## SHORT TASK 1
Answer these questions about the passage on Scottish football club finances, each on its own line:
(a) How many full-time SPFL clubs does Scotland have?
(b) Of the twenty clubs mentioned, how many turned a profit last season?
(c) At which club is the situation described as complicated?

## EXCERPTED TEXT
=======

On the other hand, we now have access to the 2018/19 season accounts for eighteen of Scotland's twenty-two full-time SPFL clubs (assuming no-one is counting Airdrie as full-time yet). We also have an idea of what's to come in two other sets. Of those twenty clubs, just eight turned a profit last season. Most of those eight come with a caveat of sorts as well. The rest were in the red, and in a number of cases spectacularly so.

That can't be healthy.

Today let's take a closer look at the twelve clubs that were in the 2018/19 Premiership. If I get round to it, I'll put up a further post looking at the state of play in the lower tiers.

There's nothing to suggest that any of these clubs are in imminent financial distress (though as explained in the link further on the situation at Rangers is complicated to say the least). There are two areas of concern that I can see.

The first is what it takes for clubs to run a profit, full stop. It seems that, if a club finishes in the league position one would expect given their budget, only gets through a round or two in the cups and doesn't sell a player for at least a high six-figure fee - a realistic outcome, basically - they will lose money. I can't see how that is a good thing in the long-term. It also means that clubs are running to stand still, in that they are having to budget higher than they really should just to keep themselves at the level they are at, in the hope that they hit the jackpot in one of the above areas every so often.

=======

## RECORDED INFORMATION
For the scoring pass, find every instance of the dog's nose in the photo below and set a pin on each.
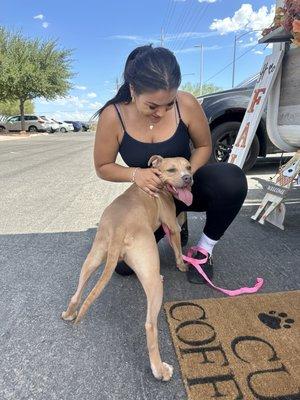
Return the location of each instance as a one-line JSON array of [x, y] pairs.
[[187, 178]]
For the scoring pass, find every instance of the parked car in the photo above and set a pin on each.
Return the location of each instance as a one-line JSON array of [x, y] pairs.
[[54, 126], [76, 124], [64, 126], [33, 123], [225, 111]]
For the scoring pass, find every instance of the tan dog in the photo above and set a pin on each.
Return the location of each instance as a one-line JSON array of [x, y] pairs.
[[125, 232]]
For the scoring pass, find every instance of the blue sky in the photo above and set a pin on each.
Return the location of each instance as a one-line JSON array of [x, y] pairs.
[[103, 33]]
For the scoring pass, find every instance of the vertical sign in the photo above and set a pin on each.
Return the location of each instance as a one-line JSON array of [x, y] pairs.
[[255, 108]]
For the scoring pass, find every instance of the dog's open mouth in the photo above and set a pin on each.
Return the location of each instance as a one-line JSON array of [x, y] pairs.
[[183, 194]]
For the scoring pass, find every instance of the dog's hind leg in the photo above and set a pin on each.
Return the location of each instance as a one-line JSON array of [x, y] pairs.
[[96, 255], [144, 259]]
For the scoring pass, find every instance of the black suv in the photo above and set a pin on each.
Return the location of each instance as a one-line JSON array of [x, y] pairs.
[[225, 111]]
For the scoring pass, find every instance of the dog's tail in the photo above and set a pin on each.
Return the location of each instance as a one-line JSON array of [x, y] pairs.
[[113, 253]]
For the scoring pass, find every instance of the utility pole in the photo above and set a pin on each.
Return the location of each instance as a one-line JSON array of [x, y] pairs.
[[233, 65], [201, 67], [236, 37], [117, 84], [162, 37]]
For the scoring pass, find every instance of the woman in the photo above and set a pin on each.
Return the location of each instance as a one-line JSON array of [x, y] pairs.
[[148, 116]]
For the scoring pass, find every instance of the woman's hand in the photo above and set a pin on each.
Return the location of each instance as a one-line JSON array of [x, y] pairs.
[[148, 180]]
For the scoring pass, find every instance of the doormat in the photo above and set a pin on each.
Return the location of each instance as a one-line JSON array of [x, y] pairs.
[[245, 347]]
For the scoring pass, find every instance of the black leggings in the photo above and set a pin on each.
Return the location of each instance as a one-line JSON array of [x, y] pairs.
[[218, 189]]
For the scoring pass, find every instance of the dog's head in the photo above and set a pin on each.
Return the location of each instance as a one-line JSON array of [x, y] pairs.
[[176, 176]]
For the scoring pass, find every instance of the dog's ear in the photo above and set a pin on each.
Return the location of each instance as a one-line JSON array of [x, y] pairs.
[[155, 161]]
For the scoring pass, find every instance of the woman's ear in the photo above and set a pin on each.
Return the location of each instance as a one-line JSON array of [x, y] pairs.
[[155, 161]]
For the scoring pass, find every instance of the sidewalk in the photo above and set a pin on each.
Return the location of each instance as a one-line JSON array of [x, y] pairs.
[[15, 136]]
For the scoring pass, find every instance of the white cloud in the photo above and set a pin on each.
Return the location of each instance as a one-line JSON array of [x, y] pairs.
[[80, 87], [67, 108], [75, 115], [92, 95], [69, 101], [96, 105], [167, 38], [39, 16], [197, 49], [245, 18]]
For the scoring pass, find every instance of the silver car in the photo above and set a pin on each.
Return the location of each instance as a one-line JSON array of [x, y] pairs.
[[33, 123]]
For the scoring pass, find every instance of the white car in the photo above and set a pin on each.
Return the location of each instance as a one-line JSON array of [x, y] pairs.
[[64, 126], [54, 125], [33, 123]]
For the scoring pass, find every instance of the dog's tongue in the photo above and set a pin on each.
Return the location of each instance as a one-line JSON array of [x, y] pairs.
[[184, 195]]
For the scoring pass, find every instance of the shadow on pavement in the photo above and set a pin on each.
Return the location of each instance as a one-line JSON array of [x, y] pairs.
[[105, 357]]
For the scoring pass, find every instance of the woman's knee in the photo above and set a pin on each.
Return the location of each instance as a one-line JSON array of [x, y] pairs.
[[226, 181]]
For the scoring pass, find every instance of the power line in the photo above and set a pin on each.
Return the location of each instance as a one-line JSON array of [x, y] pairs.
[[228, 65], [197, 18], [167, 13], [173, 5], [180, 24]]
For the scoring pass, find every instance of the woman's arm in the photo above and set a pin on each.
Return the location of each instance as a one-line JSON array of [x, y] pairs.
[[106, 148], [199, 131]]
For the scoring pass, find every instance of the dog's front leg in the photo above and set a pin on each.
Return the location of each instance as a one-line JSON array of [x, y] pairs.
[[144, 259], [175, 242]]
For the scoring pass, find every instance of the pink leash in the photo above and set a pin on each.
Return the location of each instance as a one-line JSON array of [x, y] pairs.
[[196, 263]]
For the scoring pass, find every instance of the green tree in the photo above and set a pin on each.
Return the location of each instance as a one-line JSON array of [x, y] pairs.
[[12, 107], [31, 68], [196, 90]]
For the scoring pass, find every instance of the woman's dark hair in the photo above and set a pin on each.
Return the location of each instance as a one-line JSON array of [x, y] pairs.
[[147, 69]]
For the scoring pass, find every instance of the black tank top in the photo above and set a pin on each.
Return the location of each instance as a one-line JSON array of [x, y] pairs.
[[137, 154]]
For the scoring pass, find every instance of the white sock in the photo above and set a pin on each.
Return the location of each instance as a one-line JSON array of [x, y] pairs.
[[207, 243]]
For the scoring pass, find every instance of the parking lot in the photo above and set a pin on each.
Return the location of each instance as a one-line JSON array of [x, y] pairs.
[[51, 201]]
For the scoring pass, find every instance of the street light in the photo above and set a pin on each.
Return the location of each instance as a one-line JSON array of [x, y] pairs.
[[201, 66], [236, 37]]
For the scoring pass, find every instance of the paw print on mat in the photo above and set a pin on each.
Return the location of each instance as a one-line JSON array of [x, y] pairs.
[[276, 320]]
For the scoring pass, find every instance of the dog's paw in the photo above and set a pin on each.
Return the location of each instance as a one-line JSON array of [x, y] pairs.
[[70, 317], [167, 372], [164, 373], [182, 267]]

=======

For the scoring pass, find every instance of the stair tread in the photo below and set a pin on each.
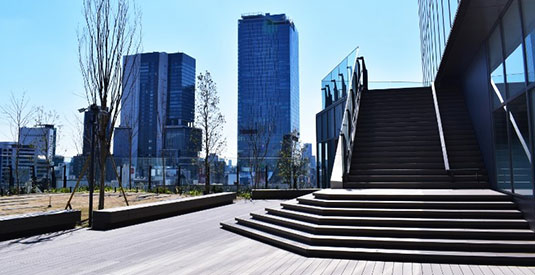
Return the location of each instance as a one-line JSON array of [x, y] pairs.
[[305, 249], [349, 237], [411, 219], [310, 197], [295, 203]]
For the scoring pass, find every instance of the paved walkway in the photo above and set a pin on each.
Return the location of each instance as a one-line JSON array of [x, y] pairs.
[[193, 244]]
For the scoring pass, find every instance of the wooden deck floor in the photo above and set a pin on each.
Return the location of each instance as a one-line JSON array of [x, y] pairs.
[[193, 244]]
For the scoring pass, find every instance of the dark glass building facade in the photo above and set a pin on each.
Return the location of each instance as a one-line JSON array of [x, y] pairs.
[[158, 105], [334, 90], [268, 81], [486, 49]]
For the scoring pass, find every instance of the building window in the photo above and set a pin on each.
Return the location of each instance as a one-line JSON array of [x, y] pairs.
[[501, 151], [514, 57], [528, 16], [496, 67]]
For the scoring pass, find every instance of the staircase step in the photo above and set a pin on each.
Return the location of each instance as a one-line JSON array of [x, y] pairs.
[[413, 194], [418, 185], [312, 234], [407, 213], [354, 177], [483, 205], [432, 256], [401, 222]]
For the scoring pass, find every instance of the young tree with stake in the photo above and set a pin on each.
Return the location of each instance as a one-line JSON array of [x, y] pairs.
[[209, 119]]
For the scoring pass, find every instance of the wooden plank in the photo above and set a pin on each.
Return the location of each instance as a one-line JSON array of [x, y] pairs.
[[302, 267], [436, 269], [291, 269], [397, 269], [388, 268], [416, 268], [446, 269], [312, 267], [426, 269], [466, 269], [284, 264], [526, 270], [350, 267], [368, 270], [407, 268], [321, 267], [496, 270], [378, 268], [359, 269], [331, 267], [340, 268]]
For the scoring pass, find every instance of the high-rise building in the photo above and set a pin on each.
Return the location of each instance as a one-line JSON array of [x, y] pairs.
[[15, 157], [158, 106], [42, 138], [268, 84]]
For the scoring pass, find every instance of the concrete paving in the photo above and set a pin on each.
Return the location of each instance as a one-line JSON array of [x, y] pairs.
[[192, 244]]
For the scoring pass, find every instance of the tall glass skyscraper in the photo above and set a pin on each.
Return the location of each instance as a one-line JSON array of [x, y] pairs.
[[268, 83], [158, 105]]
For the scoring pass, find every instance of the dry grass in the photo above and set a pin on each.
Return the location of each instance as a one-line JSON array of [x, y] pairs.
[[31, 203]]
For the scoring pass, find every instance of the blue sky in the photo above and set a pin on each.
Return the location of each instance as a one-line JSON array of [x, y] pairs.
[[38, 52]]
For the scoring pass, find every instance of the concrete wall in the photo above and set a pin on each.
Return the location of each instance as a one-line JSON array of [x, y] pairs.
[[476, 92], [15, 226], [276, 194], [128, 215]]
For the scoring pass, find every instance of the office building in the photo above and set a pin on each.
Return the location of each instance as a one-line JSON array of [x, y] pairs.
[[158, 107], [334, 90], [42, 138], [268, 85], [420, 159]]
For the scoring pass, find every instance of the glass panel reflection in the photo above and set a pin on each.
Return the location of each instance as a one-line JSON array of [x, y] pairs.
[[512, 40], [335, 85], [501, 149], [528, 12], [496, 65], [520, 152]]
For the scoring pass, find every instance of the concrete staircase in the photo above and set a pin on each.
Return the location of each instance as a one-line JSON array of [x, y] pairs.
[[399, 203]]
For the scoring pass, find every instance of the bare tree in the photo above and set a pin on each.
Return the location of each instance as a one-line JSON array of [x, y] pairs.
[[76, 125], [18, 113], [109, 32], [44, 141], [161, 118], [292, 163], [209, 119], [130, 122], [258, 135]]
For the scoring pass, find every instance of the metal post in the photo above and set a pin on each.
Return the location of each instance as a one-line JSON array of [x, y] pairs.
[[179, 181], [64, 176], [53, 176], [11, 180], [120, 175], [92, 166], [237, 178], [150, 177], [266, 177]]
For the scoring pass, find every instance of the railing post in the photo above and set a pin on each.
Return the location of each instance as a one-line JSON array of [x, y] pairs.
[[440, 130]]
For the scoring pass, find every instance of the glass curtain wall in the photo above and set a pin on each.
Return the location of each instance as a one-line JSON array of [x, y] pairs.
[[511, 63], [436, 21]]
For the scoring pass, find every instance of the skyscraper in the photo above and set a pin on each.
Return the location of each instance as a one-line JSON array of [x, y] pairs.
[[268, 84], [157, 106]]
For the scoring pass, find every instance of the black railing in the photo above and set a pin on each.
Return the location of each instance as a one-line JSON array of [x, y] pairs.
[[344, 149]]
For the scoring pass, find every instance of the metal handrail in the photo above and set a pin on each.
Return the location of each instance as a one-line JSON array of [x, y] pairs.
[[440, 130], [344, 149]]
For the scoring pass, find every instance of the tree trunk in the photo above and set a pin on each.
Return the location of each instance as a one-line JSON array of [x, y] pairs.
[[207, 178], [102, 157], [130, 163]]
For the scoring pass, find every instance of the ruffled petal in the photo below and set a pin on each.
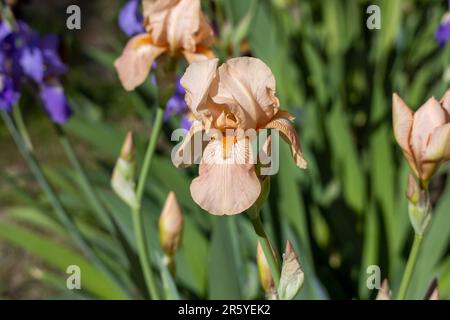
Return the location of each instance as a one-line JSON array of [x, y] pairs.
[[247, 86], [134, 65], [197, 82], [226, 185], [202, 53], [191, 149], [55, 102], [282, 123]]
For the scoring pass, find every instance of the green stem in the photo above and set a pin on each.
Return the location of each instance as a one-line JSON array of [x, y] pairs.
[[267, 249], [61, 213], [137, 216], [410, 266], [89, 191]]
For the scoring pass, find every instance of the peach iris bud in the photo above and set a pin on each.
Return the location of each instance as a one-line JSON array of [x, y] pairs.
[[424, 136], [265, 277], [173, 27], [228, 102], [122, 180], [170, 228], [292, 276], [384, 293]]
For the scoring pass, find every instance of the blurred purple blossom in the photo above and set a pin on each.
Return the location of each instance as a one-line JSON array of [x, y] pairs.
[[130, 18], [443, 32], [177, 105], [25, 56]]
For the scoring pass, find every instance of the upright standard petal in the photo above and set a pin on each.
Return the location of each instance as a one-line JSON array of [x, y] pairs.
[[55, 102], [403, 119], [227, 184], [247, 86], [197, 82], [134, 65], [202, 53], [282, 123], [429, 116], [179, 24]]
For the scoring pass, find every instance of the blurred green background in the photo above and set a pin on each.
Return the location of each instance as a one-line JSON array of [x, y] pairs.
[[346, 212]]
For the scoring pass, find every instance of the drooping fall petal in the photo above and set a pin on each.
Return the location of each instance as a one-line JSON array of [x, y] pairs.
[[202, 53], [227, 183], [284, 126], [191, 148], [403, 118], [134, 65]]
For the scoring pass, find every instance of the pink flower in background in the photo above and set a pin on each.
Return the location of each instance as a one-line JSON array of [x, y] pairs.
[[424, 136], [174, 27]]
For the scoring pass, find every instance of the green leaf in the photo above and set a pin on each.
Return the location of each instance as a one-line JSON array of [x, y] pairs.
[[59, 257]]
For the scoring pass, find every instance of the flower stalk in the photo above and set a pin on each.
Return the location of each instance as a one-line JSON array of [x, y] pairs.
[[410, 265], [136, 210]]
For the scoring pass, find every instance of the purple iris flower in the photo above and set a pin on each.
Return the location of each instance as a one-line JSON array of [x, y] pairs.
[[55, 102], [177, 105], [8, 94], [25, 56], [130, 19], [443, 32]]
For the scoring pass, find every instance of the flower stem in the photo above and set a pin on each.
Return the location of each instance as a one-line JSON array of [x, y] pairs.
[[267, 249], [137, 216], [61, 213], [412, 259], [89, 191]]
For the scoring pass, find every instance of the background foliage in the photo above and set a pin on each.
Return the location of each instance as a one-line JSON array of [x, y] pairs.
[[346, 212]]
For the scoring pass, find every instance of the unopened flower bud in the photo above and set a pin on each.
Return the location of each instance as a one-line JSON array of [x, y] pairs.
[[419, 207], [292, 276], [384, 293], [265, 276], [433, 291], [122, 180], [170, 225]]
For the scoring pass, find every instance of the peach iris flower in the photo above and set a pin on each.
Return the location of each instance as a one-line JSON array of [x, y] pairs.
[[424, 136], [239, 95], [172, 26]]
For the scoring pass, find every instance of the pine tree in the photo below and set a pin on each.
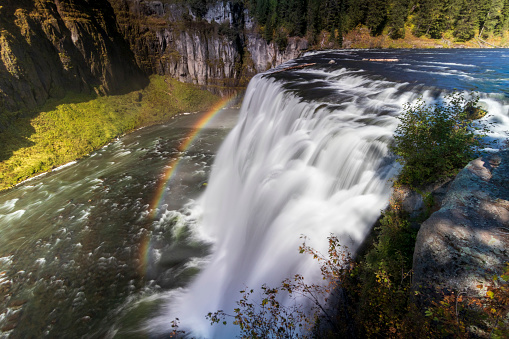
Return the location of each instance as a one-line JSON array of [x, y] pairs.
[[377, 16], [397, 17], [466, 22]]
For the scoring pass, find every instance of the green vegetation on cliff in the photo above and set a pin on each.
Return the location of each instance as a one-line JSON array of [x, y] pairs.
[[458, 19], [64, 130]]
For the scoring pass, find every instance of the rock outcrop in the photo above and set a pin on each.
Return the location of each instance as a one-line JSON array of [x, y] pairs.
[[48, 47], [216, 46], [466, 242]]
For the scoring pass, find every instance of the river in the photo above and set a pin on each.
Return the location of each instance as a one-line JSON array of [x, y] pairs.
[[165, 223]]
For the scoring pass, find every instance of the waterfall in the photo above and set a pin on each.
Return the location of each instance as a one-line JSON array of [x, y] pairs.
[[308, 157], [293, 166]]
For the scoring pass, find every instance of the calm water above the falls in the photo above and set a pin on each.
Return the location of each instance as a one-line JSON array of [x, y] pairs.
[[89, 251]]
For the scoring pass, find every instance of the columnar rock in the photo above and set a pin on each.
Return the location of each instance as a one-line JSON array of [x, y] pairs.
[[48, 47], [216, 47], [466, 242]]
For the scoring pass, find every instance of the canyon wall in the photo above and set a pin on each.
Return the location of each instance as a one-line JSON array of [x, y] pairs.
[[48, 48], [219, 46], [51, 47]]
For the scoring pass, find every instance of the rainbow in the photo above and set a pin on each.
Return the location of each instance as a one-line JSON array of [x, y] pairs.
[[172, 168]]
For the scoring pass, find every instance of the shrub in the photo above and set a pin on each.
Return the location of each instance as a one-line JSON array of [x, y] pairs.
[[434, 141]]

=======

## SHORT TASK 2
Gather every line of the rows above that contains the string "woman".

## WRITTEN ANSWER 1
(a) Twenty-two
(b) Eight
(c) Rangers

## WRITTEN ANSWER 2
For the scoring pass, find every instance of the woman in the photo above and set a pin on each.
For the scoring pass, find every instance of the woman's hand in the photo above and set a pin on each.
For the scoring pass, find every instance of the woman's ear in the photo above and set a pin on each.
For the scoring pass, find every instance of the woman's knee in the photo above and set a pin on each.
For the scoring pass, find every instance of the woman's arm in the photo above and set a pin on each.
For the scoring pass, find every instance of the woman's dark hair in the photo above and set a pin on each.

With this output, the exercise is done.